Description of the task: From the passage on character tension, list everything it says you need when writing a scene in a story.

Passage:

Amping Up Character Tension
This summer I will turn forty-mumble-mumble years old. At this time in my life (says the old, wise one), I have built up a community (or a tribe, as my friend Terri Thayer calls it) of friends with whom I am comfortable and happy, and who help me keep my life interesting and my brain active. When we get together, there’s lots of talking back and forth, sharing of family stories, and laughter. I feel connected and supported.
And if you wrote us into a scene of your book, your readers would be yawning and heading off for a nap. (Well, okay, not right away–we are pretty funny.)
There just isn’t a lot of conflict.
Yes, we’re realistic. Unfortunately, that’s not enough when you’re writing a scene in a story. You need emotion, tension, and some serious problems to deal with. And the characters can’t just be talking about problems; they need to be experiencing some. At that moment.
How do you add conflict to character interaction?
- Give your characters conflicting goals. I’m not just talking about their big, story goals, but their goals for the scene. What does each of them want right there and then, and where do the goals clash?

Listed records:
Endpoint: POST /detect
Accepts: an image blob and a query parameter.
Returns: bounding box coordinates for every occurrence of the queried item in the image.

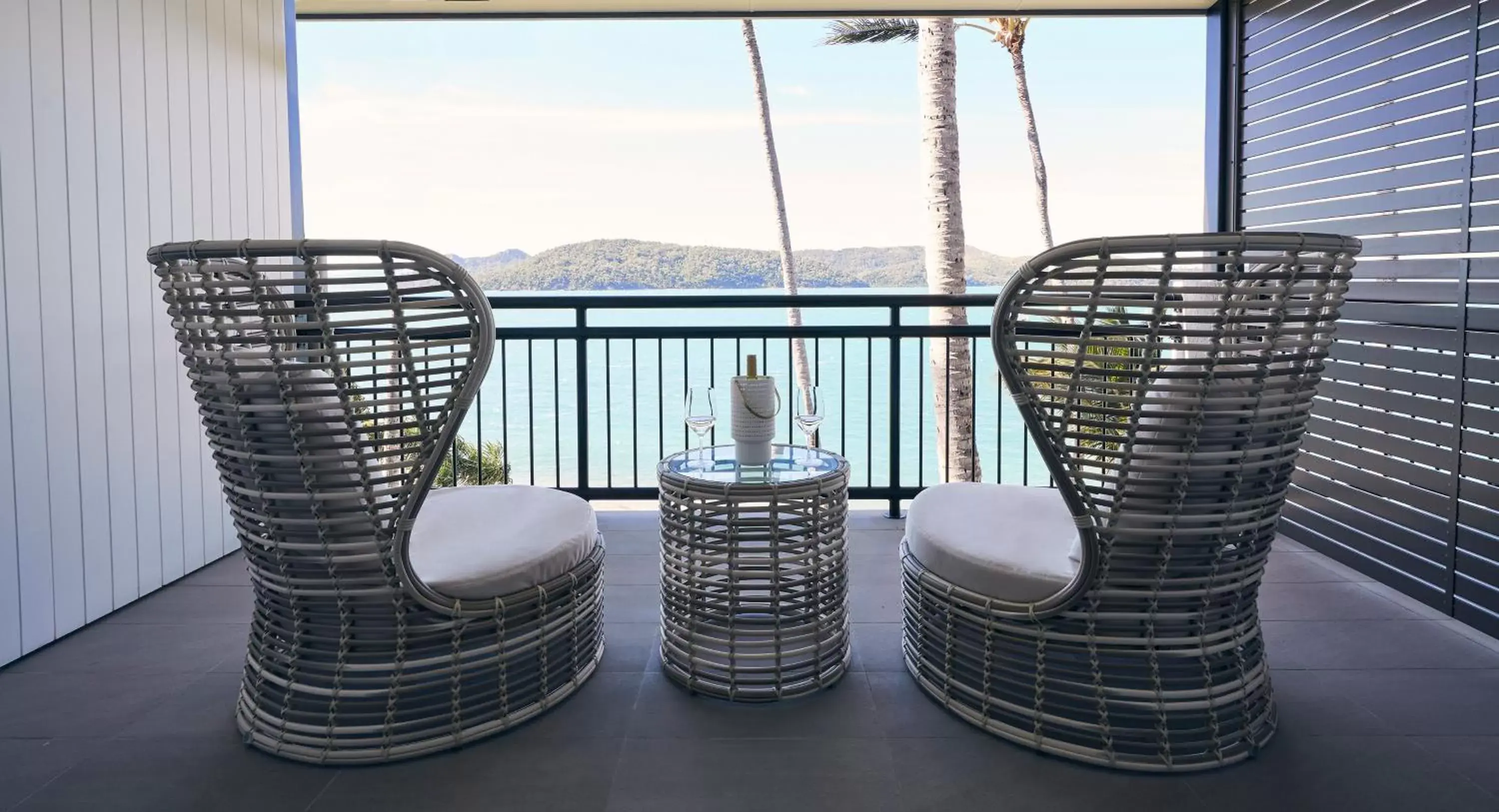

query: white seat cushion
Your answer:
[411,485,598,599]
[905,482,1082,602]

Result of this exercise: Emotion, tension, and some serious problems to deal with.